> _Challenge_: Are you able to quote each entry exactly as written?

Extracted data entries:
BEGIN

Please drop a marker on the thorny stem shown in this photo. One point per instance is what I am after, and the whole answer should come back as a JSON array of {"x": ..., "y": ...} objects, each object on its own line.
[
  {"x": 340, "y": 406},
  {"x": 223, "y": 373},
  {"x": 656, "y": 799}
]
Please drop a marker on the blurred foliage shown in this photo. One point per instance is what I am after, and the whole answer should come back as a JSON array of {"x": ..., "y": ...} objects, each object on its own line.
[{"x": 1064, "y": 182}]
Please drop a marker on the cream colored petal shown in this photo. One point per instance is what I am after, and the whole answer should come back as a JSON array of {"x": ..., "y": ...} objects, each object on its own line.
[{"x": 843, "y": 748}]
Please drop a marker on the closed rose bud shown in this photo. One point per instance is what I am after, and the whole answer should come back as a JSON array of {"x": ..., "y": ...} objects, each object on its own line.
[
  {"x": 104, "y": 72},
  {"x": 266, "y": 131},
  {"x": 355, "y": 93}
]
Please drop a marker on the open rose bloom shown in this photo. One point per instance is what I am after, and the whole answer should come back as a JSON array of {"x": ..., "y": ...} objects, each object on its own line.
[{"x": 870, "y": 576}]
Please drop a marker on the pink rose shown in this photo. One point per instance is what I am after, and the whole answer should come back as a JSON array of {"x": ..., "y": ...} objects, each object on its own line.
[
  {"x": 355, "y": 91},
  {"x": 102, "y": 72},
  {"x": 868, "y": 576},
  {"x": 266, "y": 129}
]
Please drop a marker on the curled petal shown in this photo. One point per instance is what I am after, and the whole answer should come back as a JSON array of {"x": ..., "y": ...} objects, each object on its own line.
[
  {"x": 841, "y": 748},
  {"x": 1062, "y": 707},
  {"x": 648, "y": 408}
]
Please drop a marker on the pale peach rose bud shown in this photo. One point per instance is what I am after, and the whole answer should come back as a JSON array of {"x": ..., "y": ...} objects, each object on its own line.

END

> _Solution to this exercise_:
Please drop a marker on the thorny stem shown in this photo. One point per instance is what I am after, and the whole answer should come back as a JSON array of {"x": ..., "y": ...} objects, each object on its own line.
[
  {"x": 340, "y": 406},
  {"x": 223, "y": 373},
  {"x": 656, "y": 799}
]
Please drop a marker on the blurred foliage shown in this photo. One point per instance is what I am after, and the whole answer should come back as a JSON array of {"x": ..., "y": ...} objects, each object on its own line.
[{"x": 1064, "y": 182}]
Please drop a marker on the cream colored petal shown in this photo. One point per instance is what I am after, and the whole answer should come back as a JSON array of {"x": ..., "y": ...} objects, each object on its own line.
[{"x": 843, "y": 748}]
Please drop a marker on the closed rose bud shown in this photo. One point per instance is what I am after, and the whole answer should come back as a JSON array of {"x": ..., "y": ...} objects, each object on its own line.
[
  {"x": 104, "y": 72},
  {"x": 266, "y": 131},
  {"x": 355, "y": 93}
]
Please drop a marker on the open rose bloom shown in this photo. One point per instance is what I am after, and the whole answer should come back as a JSON array of {"x": ..., "y": ...} objects, each object on its own line.
[{"x": 870, "y": 576}]
Please drop a marker on the pink rose shown in this photo. One point per instance is what I am after, and the whole answer should come back as a JSON array of {"x": ..., "y": ...} objects, each object on its own line.
[
  {"x": 355, "y": 91},
  {"x": 102, "y": 72},
  {"x": 868, "y": 576},
  {"x": 266, "y": 129}
]
Please drop a marker on the curled petal shown in this photo. One point per instance is what I am after, and the whole answer should come back as a JSON array of {"x": ..., "y": ...} objects, each object on its own line.
[
  {"x": 841, "y": 748},
  {"x": 1062, "y": 707},
  {"x": 648, "y": 408}
]
Please drop a marker on the pale peach rose bud shown in this photo. One point per instance is what I am after, and the whole answer should come back as a JSON array of {"x": ..., "y": ...} objects, each object on its own line.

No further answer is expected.